(Data)
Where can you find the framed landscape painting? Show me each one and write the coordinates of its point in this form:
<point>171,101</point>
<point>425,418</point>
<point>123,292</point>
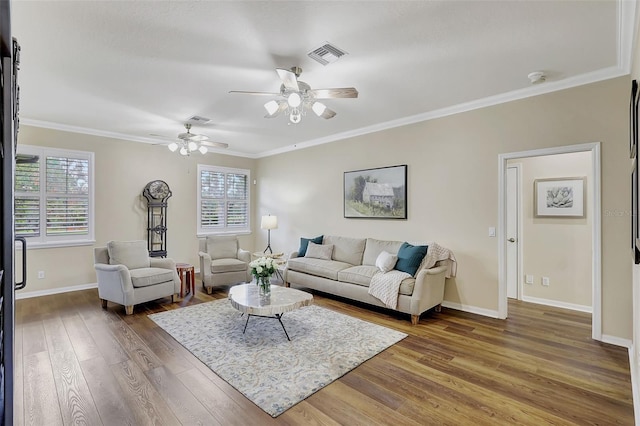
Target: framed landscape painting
<point>559,197</point>
<point>376,193</point>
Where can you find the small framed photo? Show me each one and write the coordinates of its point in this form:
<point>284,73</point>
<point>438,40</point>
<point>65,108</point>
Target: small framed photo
<point>559,197</point>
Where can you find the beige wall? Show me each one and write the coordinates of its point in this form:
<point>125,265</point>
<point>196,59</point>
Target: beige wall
<point>557,248</point>
<point>122,169</point>
<point>453,185</point>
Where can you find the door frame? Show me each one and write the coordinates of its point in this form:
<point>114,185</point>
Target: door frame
<point>520,261</point>
<point>596,212</point>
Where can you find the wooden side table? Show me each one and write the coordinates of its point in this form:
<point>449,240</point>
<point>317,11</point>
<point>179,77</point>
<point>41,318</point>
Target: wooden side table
<point>187,275</point>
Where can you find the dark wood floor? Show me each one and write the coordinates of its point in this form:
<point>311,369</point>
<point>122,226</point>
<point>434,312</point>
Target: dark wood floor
<point>79,364</point>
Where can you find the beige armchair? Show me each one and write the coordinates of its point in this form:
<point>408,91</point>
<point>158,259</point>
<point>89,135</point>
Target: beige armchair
<point>128,276</point>
<point>223,262</point>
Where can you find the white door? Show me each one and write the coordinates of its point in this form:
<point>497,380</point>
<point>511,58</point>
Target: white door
<point>513,214</point>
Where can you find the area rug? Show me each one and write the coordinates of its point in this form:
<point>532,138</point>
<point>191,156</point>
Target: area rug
<point>274,373</point>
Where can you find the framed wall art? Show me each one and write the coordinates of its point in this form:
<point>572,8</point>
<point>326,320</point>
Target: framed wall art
<point>376,193</point>
<point>559,197</point>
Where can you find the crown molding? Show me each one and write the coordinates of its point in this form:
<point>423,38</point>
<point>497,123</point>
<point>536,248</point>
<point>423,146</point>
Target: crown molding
<point>539,89</point>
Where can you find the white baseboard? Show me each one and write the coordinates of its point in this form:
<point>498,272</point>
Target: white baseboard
<point>471,309</point>
<point>618,341</point>
<point>557,304</point>
<point>58,290</point>
<point>634,383</point>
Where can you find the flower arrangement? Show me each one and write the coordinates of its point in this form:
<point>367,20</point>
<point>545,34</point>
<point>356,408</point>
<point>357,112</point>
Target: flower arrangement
<point>263,267</point>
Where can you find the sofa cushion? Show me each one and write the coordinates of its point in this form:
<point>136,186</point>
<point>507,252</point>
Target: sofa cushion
<point>374,247</point>
<point>347,250</point>
<point>360,275</point>
<point>228,265</point>
<point>132,254</point>
<point>318,267</point>
<point>386,261</point>
<point>304,242</point>
<point>410,257</point>
<point>222,246</point>
<point>144,277</point>
<point>319,251</point>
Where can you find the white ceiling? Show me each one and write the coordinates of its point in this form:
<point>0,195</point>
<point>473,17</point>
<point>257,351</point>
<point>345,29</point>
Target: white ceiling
<point>129,69</point>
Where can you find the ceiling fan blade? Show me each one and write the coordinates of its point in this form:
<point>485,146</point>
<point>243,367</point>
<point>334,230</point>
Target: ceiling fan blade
<point>241,92</point>
<point>344,92</point>
<point>328,113</point>
<point>192,137</point>
<point>215,144</point>
<point>282,106</point>
<point>289,79</point>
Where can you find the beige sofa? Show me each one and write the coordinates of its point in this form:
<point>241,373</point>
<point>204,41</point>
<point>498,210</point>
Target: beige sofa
<point>352,265</point>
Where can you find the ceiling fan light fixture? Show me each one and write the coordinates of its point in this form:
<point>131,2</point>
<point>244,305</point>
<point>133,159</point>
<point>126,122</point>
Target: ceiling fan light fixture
<point>271,107</point>
<point>295,116</point>
<point>318,108</point>
<point>294,100</point>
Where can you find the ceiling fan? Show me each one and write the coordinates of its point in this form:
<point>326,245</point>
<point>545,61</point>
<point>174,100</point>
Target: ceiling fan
<point>296,97</point>
<point>189,142</point>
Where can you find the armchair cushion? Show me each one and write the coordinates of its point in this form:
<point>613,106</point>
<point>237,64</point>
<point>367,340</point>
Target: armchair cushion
<point>144,277</point>
<point>222,247</point>
<point>132,254</point>
<point>227,265</point>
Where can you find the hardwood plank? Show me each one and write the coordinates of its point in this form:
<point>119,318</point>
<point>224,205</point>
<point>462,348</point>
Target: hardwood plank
<point>76,402</point>
<point>142,396</point>
<point>183,403</point>
<point>540,366</point>
<point>41,405</point>
<point>113,407</point>
<point>83,343</point>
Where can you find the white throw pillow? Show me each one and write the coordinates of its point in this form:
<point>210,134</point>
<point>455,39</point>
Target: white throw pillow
<point>319,251</point>
<point>386,261</point>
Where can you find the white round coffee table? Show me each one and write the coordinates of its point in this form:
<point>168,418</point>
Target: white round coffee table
<point>245,298</point>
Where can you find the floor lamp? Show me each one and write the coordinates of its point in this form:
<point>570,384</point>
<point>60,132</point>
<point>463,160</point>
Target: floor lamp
<point>269,223</point>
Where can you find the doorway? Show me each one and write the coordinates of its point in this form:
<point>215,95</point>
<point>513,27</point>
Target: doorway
<point>594,210</point>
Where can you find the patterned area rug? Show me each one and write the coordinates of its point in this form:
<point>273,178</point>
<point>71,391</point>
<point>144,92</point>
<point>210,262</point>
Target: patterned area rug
<point>274,373</point>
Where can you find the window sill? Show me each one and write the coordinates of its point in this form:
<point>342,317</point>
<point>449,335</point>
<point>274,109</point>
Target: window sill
<point>55,244</point>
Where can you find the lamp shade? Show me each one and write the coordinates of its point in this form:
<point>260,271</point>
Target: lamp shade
<point>269,222</point>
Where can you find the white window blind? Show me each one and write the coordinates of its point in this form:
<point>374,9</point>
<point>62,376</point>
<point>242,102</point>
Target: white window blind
<point>53,196</point>
<point>223,200</point>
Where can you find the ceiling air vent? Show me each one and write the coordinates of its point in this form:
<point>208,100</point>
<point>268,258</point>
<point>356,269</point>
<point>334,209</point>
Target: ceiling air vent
<point>199,120</point>
<point>326,54</point>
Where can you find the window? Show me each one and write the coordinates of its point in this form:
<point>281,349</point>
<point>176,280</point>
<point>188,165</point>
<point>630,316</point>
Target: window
<point>54,196</point>
<point>223,200</point>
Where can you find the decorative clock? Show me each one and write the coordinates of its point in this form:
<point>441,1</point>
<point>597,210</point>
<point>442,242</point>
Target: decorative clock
<point>157,193</point>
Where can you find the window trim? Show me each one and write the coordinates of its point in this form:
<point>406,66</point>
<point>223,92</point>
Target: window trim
<point>44,241</point>
<point>203,232</point>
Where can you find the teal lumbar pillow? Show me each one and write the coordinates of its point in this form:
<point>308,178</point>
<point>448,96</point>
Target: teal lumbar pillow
<point>410,257</point>
<point>304,243</point>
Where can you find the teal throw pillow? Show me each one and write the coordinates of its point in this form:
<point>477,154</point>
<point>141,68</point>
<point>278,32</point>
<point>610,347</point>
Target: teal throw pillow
<point>410,257</point>
<point>304,242</point>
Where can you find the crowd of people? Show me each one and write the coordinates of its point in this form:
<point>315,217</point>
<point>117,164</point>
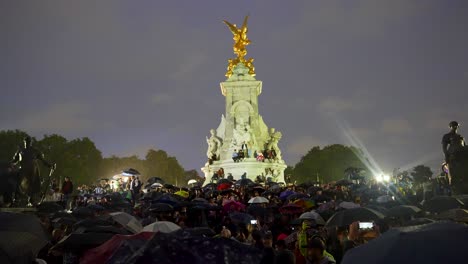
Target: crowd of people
<point>264,222</point>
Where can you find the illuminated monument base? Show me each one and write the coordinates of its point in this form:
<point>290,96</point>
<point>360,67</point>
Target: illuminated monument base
<point>243,128</point>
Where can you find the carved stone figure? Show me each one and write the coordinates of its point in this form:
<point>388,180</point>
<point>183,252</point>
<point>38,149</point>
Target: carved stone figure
<point>272,143</point>
<point>240,42</point>
<point>214,145</point>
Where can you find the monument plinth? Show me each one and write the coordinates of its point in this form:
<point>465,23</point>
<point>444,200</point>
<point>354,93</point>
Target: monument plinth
<point>242,143</point>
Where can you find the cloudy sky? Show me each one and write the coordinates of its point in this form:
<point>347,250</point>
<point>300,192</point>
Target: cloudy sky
(End Data)
* Your assignment
In the records above, find every line containing the word "cloudy" and show it.

* Response to the exercise
Where can you find the cloudy sky? Show me each one and write the coordinates of its point in this form:
Target: cloudy sky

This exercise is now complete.